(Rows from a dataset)
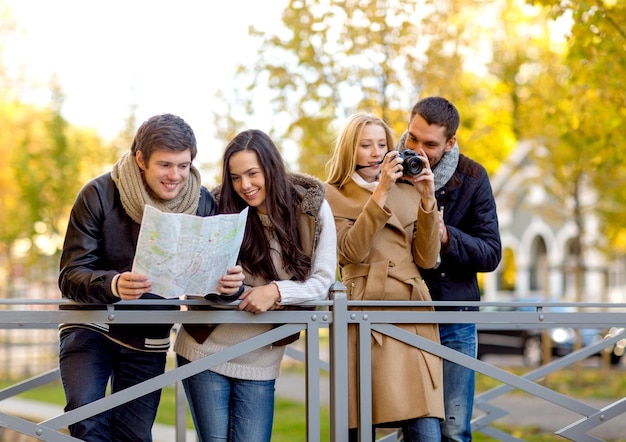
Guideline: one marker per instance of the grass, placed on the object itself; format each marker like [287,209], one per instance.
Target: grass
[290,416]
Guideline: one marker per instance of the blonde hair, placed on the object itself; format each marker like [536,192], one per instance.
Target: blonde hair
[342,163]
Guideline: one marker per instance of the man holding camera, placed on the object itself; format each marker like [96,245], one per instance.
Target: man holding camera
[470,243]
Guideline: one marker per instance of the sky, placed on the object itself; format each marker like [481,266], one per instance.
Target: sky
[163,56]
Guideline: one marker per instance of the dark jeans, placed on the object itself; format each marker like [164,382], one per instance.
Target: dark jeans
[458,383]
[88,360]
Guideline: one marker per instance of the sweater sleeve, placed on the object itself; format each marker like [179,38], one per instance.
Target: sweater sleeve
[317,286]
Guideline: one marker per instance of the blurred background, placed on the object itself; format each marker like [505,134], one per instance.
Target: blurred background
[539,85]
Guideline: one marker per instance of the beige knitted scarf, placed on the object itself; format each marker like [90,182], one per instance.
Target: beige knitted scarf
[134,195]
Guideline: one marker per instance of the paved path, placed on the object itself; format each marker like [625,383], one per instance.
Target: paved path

WHAT NEEDS TO BE DONE => Leave images out of the retyped records; keep all else exact.

IN RESPONSE =>
Guideline: one marker per instance of the grass, placed on the object itself; format each marker like [287,209], one per instance.
Target: grass
[290,416]
Guideline: one marker per instance of the blonde hair, placed on the object itself; format each marker like [536,192], one per instance.
Target: blonde hair
[342,163]
Guideline: one marker per instance of the man holding camera, placed on the object itself; format each marker like [96,245], one per instance.
Target: man holding camera
[470,243]
Guideline: one marker per instance of the sky, placed on the object itself; format each marker like [481,266], one per instance.
Target: sky
[163,56]
Guideline: one marker per instance of the dark jeans, placed on the object itself; format each marker like [164,382], one per instance.
Target: dark jeans
[458,383]
[88,360]
Guideline: one marker per instance of the sweater sleeve, placed on the object itself; format each marker like [179,38], one per instance.
Target: sweater sleeve
[317,286]
Guideline: one marker per instance of the blurred background, placed on the object itself; format each marker like [505,134], one per instance.
Target: blurred background
[539,85]
Guideline: one marker per instance of the beige knitted scarf, placed on the object itself; format each marker like [90,182], one per instance.
Target: beige knitted scarf
[134,195]
Guideline: one marker per instance of the paved path, placed on the object itself; format each marker like [625,383], one per instance.
Target: paved path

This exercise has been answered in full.